PROBLEM TO WORK ON
Rewrite all of the records with "Query" substituted by "Target" wherever it occurs, keeping everything else the same. Leave the pictures out of your answer.

(Source data)
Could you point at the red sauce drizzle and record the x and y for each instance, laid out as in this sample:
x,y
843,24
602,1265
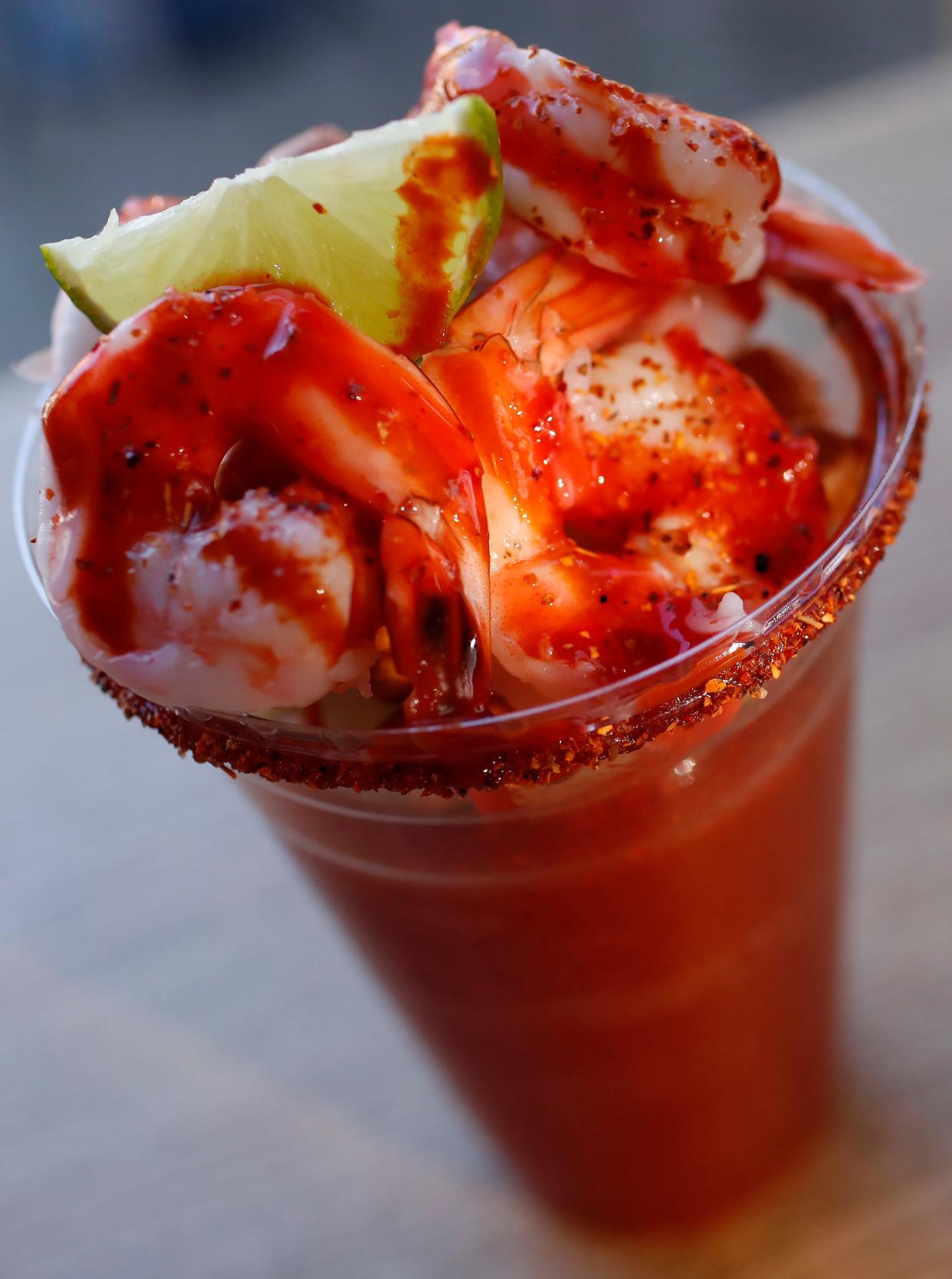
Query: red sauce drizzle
x,y
205,397
626,204
445,175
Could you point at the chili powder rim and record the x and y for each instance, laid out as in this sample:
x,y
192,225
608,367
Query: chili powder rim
x,y
317,757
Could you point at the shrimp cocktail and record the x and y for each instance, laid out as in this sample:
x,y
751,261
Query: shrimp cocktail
x,y
487,491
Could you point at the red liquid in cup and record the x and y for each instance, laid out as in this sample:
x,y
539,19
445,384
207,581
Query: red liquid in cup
x,y
630,975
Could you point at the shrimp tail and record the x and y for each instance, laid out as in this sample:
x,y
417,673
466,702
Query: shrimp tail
x,y
801,242
438,642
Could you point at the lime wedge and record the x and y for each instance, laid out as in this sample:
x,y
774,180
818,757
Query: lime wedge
x,y
390,228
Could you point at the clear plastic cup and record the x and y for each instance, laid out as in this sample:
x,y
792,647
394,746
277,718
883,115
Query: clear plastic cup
x,y
629,971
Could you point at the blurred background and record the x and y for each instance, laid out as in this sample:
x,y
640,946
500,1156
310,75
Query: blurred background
x,y
197,1080
103,99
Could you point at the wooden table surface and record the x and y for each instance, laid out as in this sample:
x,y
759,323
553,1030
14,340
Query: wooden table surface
x,y
199,1081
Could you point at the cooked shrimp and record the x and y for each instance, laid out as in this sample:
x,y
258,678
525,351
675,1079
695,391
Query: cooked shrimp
x,y
244,490
632,477
803,242
638,183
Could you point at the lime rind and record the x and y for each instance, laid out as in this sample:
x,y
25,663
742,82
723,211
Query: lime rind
x,y
327,221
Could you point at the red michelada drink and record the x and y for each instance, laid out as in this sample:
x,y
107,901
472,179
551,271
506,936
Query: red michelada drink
x,y
491,491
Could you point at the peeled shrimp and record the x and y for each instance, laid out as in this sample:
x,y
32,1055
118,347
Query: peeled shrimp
x,y
244,490
635,481
638,183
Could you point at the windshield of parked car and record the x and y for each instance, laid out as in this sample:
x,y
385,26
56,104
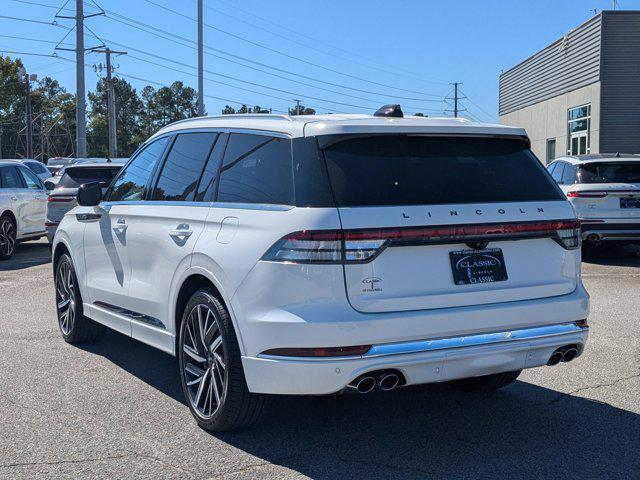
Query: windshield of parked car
x,y
609,172
74,177
424,170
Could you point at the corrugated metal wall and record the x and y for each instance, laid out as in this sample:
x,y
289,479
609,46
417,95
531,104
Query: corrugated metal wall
x,y
569,63
620,90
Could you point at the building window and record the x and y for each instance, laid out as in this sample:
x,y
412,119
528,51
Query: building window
x,y
578,130
551,150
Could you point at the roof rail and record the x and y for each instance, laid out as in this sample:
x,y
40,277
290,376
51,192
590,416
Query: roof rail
x,y
272,116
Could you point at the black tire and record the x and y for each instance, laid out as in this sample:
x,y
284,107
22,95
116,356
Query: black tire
x,y
235,406
7,237
74,326
486,383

SOLVED EXERCISE
Could you point at the red sauce drizzle and record the x and y for each instance, laid out as in this sample:
x,y
843,24
602,1265
Target: red sauce drizzle
x,y
205,397
626,204
445,175
Could you point at the chili powder rim and record the x and y for each instance, laid out as in this sample:
x,y
192,225
608,367
Target: chili powder rim
x,y
317,757
Could you point at the shrimp cocktail and record the x and y for each instance, laid out as in this sample:
x,y
751,261
Target: shrimp cocktail
x,y
487,491
Could you point at the red liquid in cup and record the x and y for each instance, laid out as in this sample:
x,y
539,19
445,384
207,581
Target: red liquid in cup
x,y
630,975
Could you point at the shrimp tail and record the x and y for each instance, laid out as in this sample:
x,y
417,673
466,702
Target: shrimp tail
x,y
801,242
438,642
Could you point at the lime wedge and record the x and y for each instance, laid out as in this sample:
x,y
774,180
818,757
Target: lime wedge
x,y
390,228
Could you point at the clear plastic cup and record the x and y for each instance, laid out as in this sample:
x,y
792,647
394,746
277,718
883,115
Target: clear plastic cup
x,y
629,971
Could you point at the blurred background and record the x and y for each instance, laid out as in this sample:
x,y
640,946
500,1156
310,75
Target: blurred background
x,y
197,1080
103,99
Could you point at the wooden table surface and record the x and y for each instance, laid out as in this sample:
x,y
759,323
553,1030
14,340
Target: wooden table surface
x,y
199,1081
Could you point at the cooked shrimp and record the x and y for each instance, laid out as in this sample:
x,y
258,678
525,351
675,1079
695,391
Target: cooked shrimp
x,y
244,490
632,477
803,242
638,183
Could you point at the lime rind and record the x and y for each instance, laid out as in this sample:
x,y
25,663
742,82
723,211
Target: lime rind
x,y
327,221
Could you point at the red michelada drink and record the x and y for each instance, laid out as in this sample:
x,y
107,901
472,179
551,271
506,936
Target: red michelada drink
x,y
491,491
Could you point at the peeled shrimp and record the x and y for each instance, laid out as in this sample:
x,y
32,1055
118,347
Target: peeled shrimp
x,y
244,490
635,481
638,183
Could you point at the windshield of parked car and record the x and y for each instance, laid out as in this sample:
x,y
385,26
56,104
Target: windshield of parked car
x,y
609,172
74,177
424,170
Could you point at the corrugated metal wall and record the x and y for each instance, laid out as in this sample:
x,y
289,479
609,46
417,95
531,104
Target: corrugated metal wall
x,y
569,63
620,90
Could you point at the building window and record the x and y for each instance, laid out as in this sample:
x,y
412,119
528,51
Target: building window
x,y
578,130
551,150
Could you point at the roof rail and record the x and y for each instance, laid out as in this sample:
x,y
40,277
290,376
51,192
590,416
Target: roof rail
x,y
272,116
Could you point at the black tire and record the x and y for each instance, laid out as in this sample:
x,y
284,107
22,95
116,356
Target: black tire
x,y
235,406
7,237
74,326
486,383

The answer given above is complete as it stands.